● **Image-grounded pointing data**
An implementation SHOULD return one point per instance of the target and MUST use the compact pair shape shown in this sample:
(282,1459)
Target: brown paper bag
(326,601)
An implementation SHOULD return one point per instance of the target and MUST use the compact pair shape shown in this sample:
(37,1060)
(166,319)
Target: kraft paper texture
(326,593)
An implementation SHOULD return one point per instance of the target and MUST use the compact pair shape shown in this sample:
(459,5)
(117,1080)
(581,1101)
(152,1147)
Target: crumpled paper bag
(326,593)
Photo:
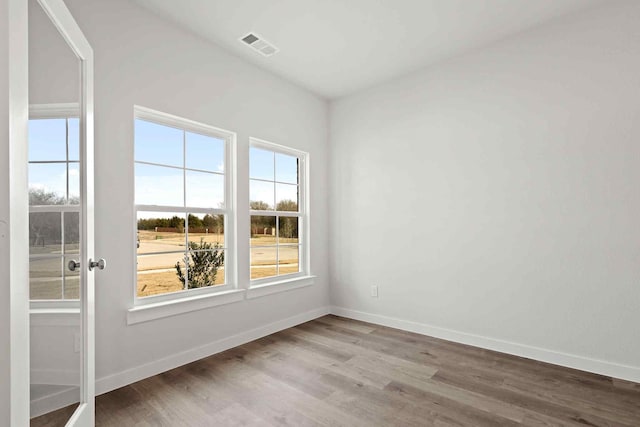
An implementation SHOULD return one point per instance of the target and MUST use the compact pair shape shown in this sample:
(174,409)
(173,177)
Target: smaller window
(277,189)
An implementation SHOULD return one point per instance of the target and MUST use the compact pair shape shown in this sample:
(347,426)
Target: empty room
(319,213)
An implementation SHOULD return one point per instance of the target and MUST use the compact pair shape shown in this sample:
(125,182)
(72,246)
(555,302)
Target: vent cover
(259,44)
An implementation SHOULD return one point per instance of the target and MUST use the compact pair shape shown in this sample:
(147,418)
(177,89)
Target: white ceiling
(337,47)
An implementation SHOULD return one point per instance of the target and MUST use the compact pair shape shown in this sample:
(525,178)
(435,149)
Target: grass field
(157,273)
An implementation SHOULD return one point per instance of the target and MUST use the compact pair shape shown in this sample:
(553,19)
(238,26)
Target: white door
(61,184)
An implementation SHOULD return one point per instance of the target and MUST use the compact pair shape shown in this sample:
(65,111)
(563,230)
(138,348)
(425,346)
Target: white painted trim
(54,111)
(602,367)
(279,286)
(173,307)
(64,398)
(112,382)
(56,317)
(60,399)
(189,125)
(18,211)
(68,28)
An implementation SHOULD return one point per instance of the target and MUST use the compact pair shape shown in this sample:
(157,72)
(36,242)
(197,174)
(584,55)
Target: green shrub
(203,260)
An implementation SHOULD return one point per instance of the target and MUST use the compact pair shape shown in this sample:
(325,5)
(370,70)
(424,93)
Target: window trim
(229,212)
(70,110)
(285,282)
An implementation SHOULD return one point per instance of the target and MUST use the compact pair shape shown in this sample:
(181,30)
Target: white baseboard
(112,382)
(103,385)
(610,369)
(64,397)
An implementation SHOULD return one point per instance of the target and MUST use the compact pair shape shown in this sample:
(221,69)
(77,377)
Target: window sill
(279,286)
(145,313)
(55,317)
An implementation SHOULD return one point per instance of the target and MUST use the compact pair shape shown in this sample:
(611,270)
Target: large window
(183,205)
(278,212)
(54,197)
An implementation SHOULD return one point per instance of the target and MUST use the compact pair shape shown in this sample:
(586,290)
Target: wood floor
(338,372)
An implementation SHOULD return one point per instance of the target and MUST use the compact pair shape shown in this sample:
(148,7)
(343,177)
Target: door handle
(100,264)
(73,265)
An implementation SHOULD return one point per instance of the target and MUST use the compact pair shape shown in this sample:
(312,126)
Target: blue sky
(157,184)
(47,142)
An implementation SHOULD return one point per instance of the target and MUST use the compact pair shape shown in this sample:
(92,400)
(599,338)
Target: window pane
(45,233)
(161,232)
(71,281)
(205,190)
(47,139)
(286,197)
(156,185)
(263,262)
(261,163)
(288,259)
(74,139)
(158,144)
(71,232)
(206,268)
(47,183)
(74,183)
(261,195)
(288,230)
(45,278)
(205,152)
(286,168)
(263,230)
(205,229)
(157,274)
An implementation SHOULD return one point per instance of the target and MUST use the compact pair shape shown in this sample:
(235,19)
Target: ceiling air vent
(259,44)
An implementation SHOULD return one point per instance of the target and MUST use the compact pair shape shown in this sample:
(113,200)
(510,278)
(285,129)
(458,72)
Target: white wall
(14,348)
(497,195)
(141,59)
(5,310)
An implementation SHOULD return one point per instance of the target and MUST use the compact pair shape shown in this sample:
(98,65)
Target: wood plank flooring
(339,372)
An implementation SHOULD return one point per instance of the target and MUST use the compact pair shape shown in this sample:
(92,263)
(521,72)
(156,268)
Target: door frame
(18,66)
(18,213)
(64,22)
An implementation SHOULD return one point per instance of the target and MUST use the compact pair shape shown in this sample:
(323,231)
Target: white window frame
(54,111)
(268,285)
(229,212)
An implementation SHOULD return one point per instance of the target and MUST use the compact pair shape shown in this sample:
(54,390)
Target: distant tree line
(215,223)
(45,228)
(288,225)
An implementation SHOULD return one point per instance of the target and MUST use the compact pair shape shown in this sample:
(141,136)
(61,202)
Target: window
(277,188)
(54,202)
(183,200)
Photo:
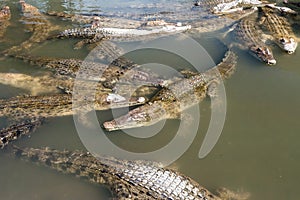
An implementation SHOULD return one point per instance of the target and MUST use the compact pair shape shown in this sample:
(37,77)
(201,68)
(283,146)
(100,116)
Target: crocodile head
(27,8)
(5,12)
(144,115)
(289,44)
(264,54)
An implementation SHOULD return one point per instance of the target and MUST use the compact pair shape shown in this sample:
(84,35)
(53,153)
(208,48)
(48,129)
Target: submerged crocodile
(60,104)
(227,6)
(15,131)
(120,71)
(249,34)
(37,24)
(166,104)
(96,32)
(125,179)
(4,20)
(280,29)
(30,111)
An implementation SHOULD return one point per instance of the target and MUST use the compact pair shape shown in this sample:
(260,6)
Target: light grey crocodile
(4,20)
(17,130)
(165,104)
(35,23)
(126,179)
(250,36)
(279,28)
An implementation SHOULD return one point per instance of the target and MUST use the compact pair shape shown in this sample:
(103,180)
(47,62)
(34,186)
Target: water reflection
(258,150)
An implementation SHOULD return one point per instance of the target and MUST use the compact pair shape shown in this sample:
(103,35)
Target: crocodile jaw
(144,115)
(288,44)
(264,54)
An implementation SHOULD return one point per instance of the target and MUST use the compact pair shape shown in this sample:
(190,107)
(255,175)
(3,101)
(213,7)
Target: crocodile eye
(282,40)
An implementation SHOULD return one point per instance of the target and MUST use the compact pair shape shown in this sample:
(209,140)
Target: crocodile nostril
(272,62)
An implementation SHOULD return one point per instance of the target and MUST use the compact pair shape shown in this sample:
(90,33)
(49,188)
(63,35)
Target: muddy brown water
(258,151)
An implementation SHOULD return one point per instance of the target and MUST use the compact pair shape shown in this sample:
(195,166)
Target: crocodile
(54,105)
(119,71)
(293,4)
(28,112)
(17,130)
(36,23)
(37,84)
(4,20)
(279,28)
(136,179)
(249,34)
(97,32)
(165,104)
(227,6)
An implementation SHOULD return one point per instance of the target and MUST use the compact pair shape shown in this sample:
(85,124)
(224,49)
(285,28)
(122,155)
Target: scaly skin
(37,24)
(28,112)
(98,32)
(178,96)
(120,71)
(250,36)
(56,105)
(37,84)
(4,20)
(280,29)
(15,131)
(126,179)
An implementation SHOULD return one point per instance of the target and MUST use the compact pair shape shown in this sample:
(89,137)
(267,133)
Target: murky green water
(258,151)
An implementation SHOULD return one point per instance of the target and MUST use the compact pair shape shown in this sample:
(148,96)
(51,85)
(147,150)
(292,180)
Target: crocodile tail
(15,131)
(228,64)
(79,163)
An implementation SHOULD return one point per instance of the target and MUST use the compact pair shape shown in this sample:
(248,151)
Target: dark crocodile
(119,71)
(17,130)
(126,179)
(59,104)
(4,20)
(178,96)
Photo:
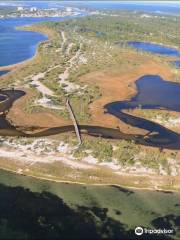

● **What you are asked to do**
Copy out all the records exactly as they read, and omit the pictures.

● **Your response**
An implementation SHOULD return one point per instance of the target and MUST use the compact pair shape shown in this sample:
(282,1459)
Target: brown paper bag
(326,601)
An implementation SHOULD return one point per instance of the target and MUST use the compact pair shape shown in this sample:
(37,1060)
(166,319)
Target: kraft paper texture
(326,593)
An implementation SHOULD return one point per instance of the target and MUST use the compact pair shape shown in this sample:
(459,5)
(117,1080)
(581,1101)
(152,1147)
Target: crumpled paper bag
(326,593)
Photo:
An implementation SHOULD return one point per instance of the target and MUST use the compact pair shape shown in this sample:
(174,409)
(173,177)
Target: smaller window
(277,189)
An implementation SHOULD return one point per instance of the target and MUST use the compact pair shape shown in this sample:
(347,426)
Target: empty room
(319,213)
An implementation SHOULD return one point per instance of the target and MUST use the compact pair shape shown in this sample:
(125,182)
(72,246)
(555,302)
Target: vent cover
(259,44)
An implementation SHOULD return one point per instance of the target and MUST use the compact pair shape shown in this sample:
(147,418)
(177,89)
Target: white ceiling
(337,47)
An implementation SHOULD return one point per instance of the target and MUST use the compact pair shape shown in this sample:
(525,178)
(435,149)
Target: grass field
(157,273)
An implementation SHOULD return one point per instance of the target and MUST use the compact pair shape shown in this sample:
(553,19)
(238,26)
Target: white door
(61,184)
An implementation SHOULD return one point per instance of the target and MUST use the compact pair shape shown in this sample:
(65,111)
(563,230)
(138,348)
(425,346)
Target: white painted trim
(54,111)
(602,367)
(279,286)
(173,307)
(64,398)
(112,382)
(56,317)
(60,399)
(189,125)
(18,211)
(68,28)
An implementation SHOULD return one point per instance of the target and MUST use the compact pair shape shown in this sample:
(157,72)
(36,242)
(197,174)
(584,55)
Target: green shrub
(203,260)
An implementation SHOULD return one point per instance of the target and MUST use the compact pair shape shown in this sample:
(325,5)
(370,70)
(424,93)
Target: window trim
(229,212)
(70,110)
(285,282)
An implementation SHOULD return one point per instance of the target and MUST use the compact pair shape shown in this sample:
(181,30)
Target: white baseboard
(112,382)
(103,385)
(610,369)
(64,397)
An implementation SHOULD return one point per instance of the target and MUST use the compact pair shape shown in this sample:
(221,69)
(77,377)
Target: window sill
(279,286)
(145,313)
(55,317)
An implementation SHOULD return one point per instance of the target and MUST use the compact pair shape shown in this sample:
(611,270)
Target: large window
(183,205)
(278,212)
(54,197)
An implementation SHOULD return one point per instance of the target and MUST use the compact pair shape shown in this sample:
(586,290)
Target: wood floor
(338,372)
An implementation SHOULD return one point per instance of the target and MUST use the compact pair shape shown in this sample:
(148,7)
(343,177)
Target: door handle
(100,264)
(73,265)
An implementation SHOULD return one point per instance of the target and MUST use the compact pair shape shown in this sample:
(312,126)
Target: blue sky
(157,184)
(47,142)
An implementation SHOULD return one point per instance of the target and MUST use the compact pair shape shown in this sample:
(92,400)
(599,338)
Target: window pane
(45,233)
(161,232)
(71,281)
(205,190)
(47,139)
(286,197)
(156,185)
(263,262)
(261,163)
(288,259)
(74,139)
(158,144)
(71,232)
(206,268)
(47,183)
(74,183)
(261,195)
(288,230)
(45,278)
(205,152)
(286,168)
(263,230)
(205,229)
(157,274)
An implementation SHOULD return one point per instance of the target and MUST use the compact pair shape shown in this sample:
(235,19)
Target: ceiling air vent
(259,44)
An implementation SHOULD return one point per instance of the target and MUST use the compact pair shape shown in this sample:
(113,200)
(510,278)
(285,129)
(458,72)
Target: white wall
(14,348)
(497,195)
(141,59)
(5,310)
An implementation SHOULD return one point per instance of the target and MUST use the compact pair shape shown in this sample:
(98,65)
Target: wood plank flooring
(339,372)
An implementation SHOULD return one point per instance of the target and MUST use the compact pair shape shown in this sample:
(92,263)
(521,72)
(156,268)
Target: door frame
(18,66)
(18,213)
(64,22)
An implementation SHOULD return one point per instance of the target and MUST use the compact pair shape shown in this sample:
(323,231)
Target: white window frame
(54,111)
(268,285)
(229,212)
An implementation SHOULD return one point per instance of the target and MUST use the compact pair shape shown in this sample:
(54,390)
Target: distant tree line
(215,223)
(45,228)
(288,225)
An implementation SHOULD return one point per instance of the target and MUST use the compact pair shape shown in this sample:
(141,136)
(61,202)
Target: window
(277,188)
(54,202)
(183,200)
Photo:
An implementation SHOULD return one point per instance of the target and MUST use the compact pair shape shown in this sample:
(37,77)
(201,68)
(283,146)
(100,116)
Target: crocodile head
(27,8)
(5,12)
(144,115)
(289,44)
(264,54)
An implementation SHOULD return one point per instance of the target and MUST use the compact pair shape shown in this sample:
(84,35)
(53,153)
(208,48)
(48,129)
Target: submerged crocodile
(60,104)
(227,6)
(15,131)
(120,71)
(249,34)
(37,24)
(166,104)
(96,32)
(125,179)
(4,20)
(280,29)
(30,111)
An implementation SHOULD return one point per instance of the target and MUST use the compact pair shape shown in this sample:
(260,6)
Target: light grey crocodile
(4,20)
(17,130)
(165,104)
(35,23)
(126,179)
(250,36)
(279,28)
An implementation SHOULD return one point per instance of the target and MUST use the compact pair shape shown in this sample:
(103,180)
(47,62)
(34,186)
Target: water reflection
(258,150)
An implementation SHOULD return one point per instance of the target and MUST use the compact pair shape shown in this sample:
(103,35)
Target: crocodile jaw
(144,115)
(288,44)
(264,54)
An implementation SHOULD return one point per instance of the target and MUST use the compact pair shape shown in this sample:
(190,107)
(255,175)
(3,101)
(213,7)
Target: crocodile eye
(282,40)
An implementation SHOULD return one point per instance of the target and MUST use the compact pair shape shown in this sample:
(209,140)
Target: crocodile nostril
(272,62)
An implementation SHOULD return one point per instance of the target and MUST use the compact pair shape shown in this sample:
(90,33)
(49,188)
(63,35)
Target: muddy brown water
(258,151)
An implementation SHOULD return one point per instance of the target and MUST use the compact pair shape shown in this sample:
(195,166)
Target: crocodile
(54,105)
(119,71)
(293,4)
(28,112)
(17,130)
(36,23)
(37,84)
(4,20)
(279,28)
(136,179)
(249,34)
(97,32)
(165,104)
(227,6)
An implementation SHOULD return one point per instance of the target and MUST use the compact pair shape shown in this sample:
(85,124)
(224,49)
(285,28)
(122,155)
Target: scaly skin
(37,24)
(28,112)
(98,32)
(178,96)
(120,71)
(250,36)
(56,105)
(37,84)
(4,20)
(280,29)
(15,131)
(126,179)
An implementation SHOULD return one point per instance of the target and MUST use the compact pair shape shown in this sample:
(89,137)
(267,133)
Target: murky green water
(258,151)
An implementation SHOULD return one point per instance of the target and MUST use the compact pair shape shown in this sample:
(148,96)
(51,85)
(147,150)
(292,180)
Target: crocodile tail
(15,131)
(228,64)
(79,163)
An implementation SHOULD return one point per instance of the target and MUST use the compact pair shape shown in this sample:
(248,151)
Target: dark crocodile
(119,71)
(17,130)
(126,179)
(59,104)
(4,20)
(178,96)
Photo:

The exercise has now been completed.